======== Records for the exercise ========

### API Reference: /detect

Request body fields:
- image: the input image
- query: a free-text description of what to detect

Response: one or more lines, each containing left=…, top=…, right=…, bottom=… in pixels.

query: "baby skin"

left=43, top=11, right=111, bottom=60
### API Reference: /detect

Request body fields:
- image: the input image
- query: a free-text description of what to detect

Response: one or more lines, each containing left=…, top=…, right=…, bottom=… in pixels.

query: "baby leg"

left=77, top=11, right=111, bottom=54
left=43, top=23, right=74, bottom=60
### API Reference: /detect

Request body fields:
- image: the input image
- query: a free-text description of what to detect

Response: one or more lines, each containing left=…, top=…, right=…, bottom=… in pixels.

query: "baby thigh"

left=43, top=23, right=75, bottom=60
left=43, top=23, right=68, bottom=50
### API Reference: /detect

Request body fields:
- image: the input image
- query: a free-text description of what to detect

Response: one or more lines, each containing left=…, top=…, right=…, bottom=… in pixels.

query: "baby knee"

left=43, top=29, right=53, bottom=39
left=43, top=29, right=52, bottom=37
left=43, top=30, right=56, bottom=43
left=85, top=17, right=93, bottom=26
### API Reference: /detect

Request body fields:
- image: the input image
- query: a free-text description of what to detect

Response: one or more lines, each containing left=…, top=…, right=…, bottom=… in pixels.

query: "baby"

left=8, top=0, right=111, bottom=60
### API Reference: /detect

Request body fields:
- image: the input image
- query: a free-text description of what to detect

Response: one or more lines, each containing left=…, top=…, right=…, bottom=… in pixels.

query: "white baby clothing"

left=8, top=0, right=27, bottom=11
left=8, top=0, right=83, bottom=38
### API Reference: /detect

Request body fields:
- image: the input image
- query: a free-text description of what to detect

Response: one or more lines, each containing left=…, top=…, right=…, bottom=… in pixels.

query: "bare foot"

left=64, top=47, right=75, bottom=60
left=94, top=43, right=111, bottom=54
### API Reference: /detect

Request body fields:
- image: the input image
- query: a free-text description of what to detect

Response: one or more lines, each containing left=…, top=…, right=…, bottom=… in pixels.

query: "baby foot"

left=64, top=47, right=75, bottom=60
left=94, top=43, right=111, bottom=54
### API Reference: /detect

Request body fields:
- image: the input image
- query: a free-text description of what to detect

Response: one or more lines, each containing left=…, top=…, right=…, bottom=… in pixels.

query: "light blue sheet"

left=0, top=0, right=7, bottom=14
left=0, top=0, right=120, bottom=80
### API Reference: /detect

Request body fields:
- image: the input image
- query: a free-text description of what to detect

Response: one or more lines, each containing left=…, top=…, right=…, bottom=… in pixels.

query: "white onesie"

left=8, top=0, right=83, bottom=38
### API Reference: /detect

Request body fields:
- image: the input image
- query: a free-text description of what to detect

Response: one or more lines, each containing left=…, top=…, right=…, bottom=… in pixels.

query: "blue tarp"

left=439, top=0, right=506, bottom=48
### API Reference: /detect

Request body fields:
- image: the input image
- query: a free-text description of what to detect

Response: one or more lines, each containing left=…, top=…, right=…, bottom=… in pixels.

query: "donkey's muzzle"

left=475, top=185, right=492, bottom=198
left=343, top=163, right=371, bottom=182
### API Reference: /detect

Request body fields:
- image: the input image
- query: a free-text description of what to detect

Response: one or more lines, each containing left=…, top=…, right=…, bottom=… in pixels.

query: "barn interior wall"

========

• [What you are asked to do]
Provide a faithful, complete copy of the entries above.

• [Response to the exercise]
### API Reference: /detect

Request body fields:
- image: the input image
- query: a free-text description of what to detect

Response: one or more lines, each containing left=…, top=…, right=…, bottom=… in pixels.

query: "baby skin"

left=43, top=11, right=111, bottom=60
### API Reference: /detect

Request body fields:
- image: the input image
- query: a free-text description of what to detect

Response: one or more lines, each containing left=…, top=…, right=…, bottom=… in pixels.

query: "baby leg"

left=77, top=11, right=111, bottom=54
left=43, top=23, right=74, bottom=60
### API Reference: /detect

Request body fields:
- image: the input image
- query: a free-text description of what to detect

Response: one or more lines, each containing left=…, top=…, right=…, bottom=… in pixels.

query: "baby thigh"

left=43, top=23, right=75, bottom=60
left=43, top=23, right=68, bottom=50
### API Reference: /detect

Request body fields:
- image: the input image
- query: a free-text description of what to detect

Response: one or more lines, each containing left=…, top=…, right=…, bottom=… in pixels.

query: "baby knee"

left=43, top=29, right=53, bottom=39
left=43, top=29, right=52, bottom=37
left=43, top=30, right=56, bottom=43
left=85, top=17, right=93, bottom=26
### API Reference: /detect

Request body fields:
- image: the input image
- query: a free-text description of what to detect

Response: one or more lines, each containing left=…, top=…, right=…, bottom=… in pixels.

query: "baby"

left=8, top=0, right=111, bottom=60
### API Reference: /detect

Request body fields:
- image: the input image
- query: a free-text description of what to detect

Response: one or more lines, each containing left=…, top=…, right=…, bottom=… in pixels.

query: "white baby clothing"

left=8, top=0, right=27, bottom=11
left=8, top=0, right=83, bottom=38
### API Reference: /detect

Request body fields:
- image: the input image
- query: a free-text description of what to detect

Response: one or more lines, each containing left=…, top=…, right=…, bottom=… in pixels.

query: "bare foot"

left=64, top=47, right=75, bottom=60
left=94, top=43, right=111, bottom=54
### API Reference: /detect

Request body fields:
- image: the input image
- query: a free-text description of what to detect

Response: one or more lines, each containing left=…, top=…, right=…, bottom=… in pixels.

query: "baby foot"

left=64, top=47, right=75, bottom=60
left=94, top=43, right=111, bottom=54
### API Reference: /detect

Request body fields:
- image: the input image
- query: a free-text description of what to detect

Response: one or more lines, each containing left=…, top=…, right=…, bottom=… in pixels.

query: "light blue sheet"

left=0, top=0, right=7, bottom=14
left=0, top=0, right=120, bottom=80
### API Reference: /detect

Request body fields:
- image: the input image
- query: a free-text description of what to detect

Response: one or more lines, each containing left=…, top=…, right=…, bottom=… in pixels.

query: "white onesie"

left=8, top=0, right=83, bottom=38
### API Reference: /detect

Request body fields:
- image: the input image
- query: a free-text description of what to detect

Response: one or more lines, each containing left=…, top=…, right=…, bottom=… in pixels.

query: "blue tarp"

left=439, top=0, right=506, bottom=48
### API Reference: /detect

Request body fields:
- image: the input image
- query: a free-text description of what to detect

Response: one or more lines, each containing left=…, top=…, right=…, bottom=… in pixels.

query: "donkey's muzzle"

left=475, top=185, right=492, bottom=198
left=343, top=163, right=371, bottom=182
### API Reference: /detect

Request body fields:
- image: the input image
- query: a free-text description of what to detect

Response: one or more lines, each containing left=…, top=…, right=…, bottom=… in pixels.

query: "barn interior wall"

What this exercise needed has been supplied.